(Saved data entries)
***
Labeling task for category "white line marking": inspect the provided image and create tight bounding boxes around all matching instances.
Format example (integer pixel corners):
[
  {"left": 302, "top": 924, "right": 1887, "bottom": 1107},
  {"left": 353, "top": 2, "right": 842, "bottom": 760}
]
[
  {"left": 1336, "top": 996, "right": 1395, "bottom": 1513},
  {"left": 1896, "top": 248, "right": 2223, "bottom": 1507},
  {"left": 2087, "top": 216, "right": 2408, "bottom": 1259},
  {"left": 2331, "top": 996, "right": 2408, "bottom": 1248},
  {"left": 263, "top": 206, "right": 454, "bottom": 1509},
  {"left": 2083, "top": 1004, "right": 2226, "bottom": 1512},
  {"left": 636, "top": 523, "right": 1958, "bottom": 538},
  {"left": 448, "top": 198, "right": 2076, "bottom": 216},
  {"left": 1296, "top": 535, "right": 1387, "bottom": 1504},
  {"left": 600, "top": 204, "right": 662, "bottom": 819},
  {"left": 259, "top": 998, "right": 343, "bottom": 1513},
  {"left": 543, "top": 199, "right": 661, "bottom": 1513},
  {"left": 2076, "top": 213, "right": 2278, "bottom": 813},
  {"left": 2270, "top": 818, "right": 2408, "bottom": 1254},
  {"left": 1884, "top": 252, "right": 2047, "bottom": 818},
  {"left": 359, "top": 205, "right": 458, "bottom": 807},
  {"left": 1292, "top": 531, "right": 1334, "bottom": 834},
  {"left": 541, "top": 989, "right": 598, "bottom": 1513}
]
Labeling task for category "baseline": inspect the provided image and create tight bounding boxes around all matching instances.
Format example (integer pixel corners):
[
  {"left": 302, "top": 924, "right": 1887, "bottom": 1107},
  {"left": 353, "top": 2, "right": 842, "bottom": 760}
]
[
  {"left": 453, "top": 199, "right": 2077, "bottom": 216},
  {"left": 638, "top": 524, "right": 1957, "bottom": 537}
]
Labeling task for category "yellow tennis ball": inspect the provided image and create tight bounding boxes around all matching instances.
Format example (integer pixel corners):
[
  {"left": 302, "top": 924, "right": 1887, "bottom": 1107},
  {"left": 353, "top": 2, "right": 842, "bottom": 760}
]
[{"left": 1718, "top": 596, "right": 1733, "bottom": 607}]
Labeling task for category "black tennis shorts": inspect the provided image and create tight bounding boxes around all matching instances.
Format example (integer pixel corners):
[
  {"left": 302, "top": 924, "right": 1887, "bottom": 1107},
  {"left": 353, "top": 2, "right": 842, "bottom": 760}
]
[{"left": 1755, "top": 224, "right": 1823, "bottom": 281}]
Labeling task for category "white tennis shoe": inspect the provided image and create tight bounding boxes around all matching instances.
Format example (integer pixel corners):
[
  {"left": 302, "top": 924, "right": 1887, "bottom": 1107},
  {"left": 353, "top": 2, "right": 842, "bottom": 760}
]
***
**Work instruction**
Exactly what appears above must be set down again in full.

**Task result**
Labeling task for category "white line marking": inspect the provided image and create tight bounding boxes around all matching instances.
Format example (integer pixel corners):
[
  {"left": 302, "top": 924, "right": 1887, "bottom": 1107},
  {"left": 353, "top": 2, "right": 842, "bottom": 760}
]
[
  {"left": 1336, "top": 996, "right": 1395, "bottom": 1513},
  {"left": 1896, "top": 248, "right": 2223, "bottom": 1507},
  {"left": 2087, "top": 216, "right": 2408, "bottom": 1259},
  {"left": 2331, "top": 996, "right": 2408, "bottom": 1248},
  {"left": 263, "top": 206, "right": 454, "bottom": 1509},
  {"left": 2083, "top": 1004, "right": 2226, "bottom": 1512},
  {"left": 636, "top": 523, "right": 1958, "bottom": 538},
  {"left": 448, "top": 198, "right": 2076, "bottom": 216},
  {"left": 1296, "top": 535, "right": 1387, "bottom": 1504},
  {"left": 600, "top": 204, "right": 662, "bottom": 819},
  {"left": 259, "top": 998, "right": 343, "bottom": 1513},
  {"left": 543, "top": 199, "right": 661, "bottom": 1513},
  {"left": 2076, "top": 213, "right": 2278, "bottom": 813},
  {"left": 2270, "top": 818, "right": 2408, "bottom": 1254},
  {"left": 1884, "top": 252, "right": 2047, "bottom": 818},
  {"left": 359, "top": 205, "right": 458, "bottom": 807},
  {"left": 1292, "top": 531, "right": 1334, "bottom": 834},
  {"left": 541, "top": 989, "right": 598, "bottom": 1513}
]
Labeling task for category "baseline": inspect the provided image and create tight bounding boxes around all matching instances.
Format example (integer pixel corners):
[
  {"left": 302, "top": 924, "right": 1887, "bottom": 1107},
  {"left": 353, "top": 2, "right": 842, "bottom": 760}
]
[
  {"left": 453, "top": 199, "right": 2077, "bottom": 216},
  {"left": 638, "top": 524, "right": 1957, "bottom": 537}
]
Labeling task for category "yellow tennis ball": inspect the provided image and create tight bounding boxes around all matching instances.
Format example (integer pixel corners):
[
  {"left": 302, "top": 924, "right": 1887, "bottom": 1107},
  {"left": 353, "top": 2, "right": 842, "bottom": 760}
]
[{"left": 1718, "top": 596, "right": 1733, "bottom": 607}]
Labeling task for category "black tennis shorts": inspect the provided image and create tight bounding boxes around all matching instances.
Format example (integer pixel corners):
[
  {"left": 302, "top": 924, "right": 1887, "bottom": 1107},
  {"left": 353, "top": 2, "right": 842, "bottom": 760}
]
[{"left": 1755, "top": 224, "right": 1823, "bottom": 281}]
Labeling task for category "white tennis shoe": inspect the provided image and create tight bounding boxes around all matching instances.
Format example (integer pixel corners):
[
  {"left": 302, "top": 924, "right": 1887, "bottom": 1107},
  {"left": 353, "top": 2, "right": 842, "bottom": 760}
]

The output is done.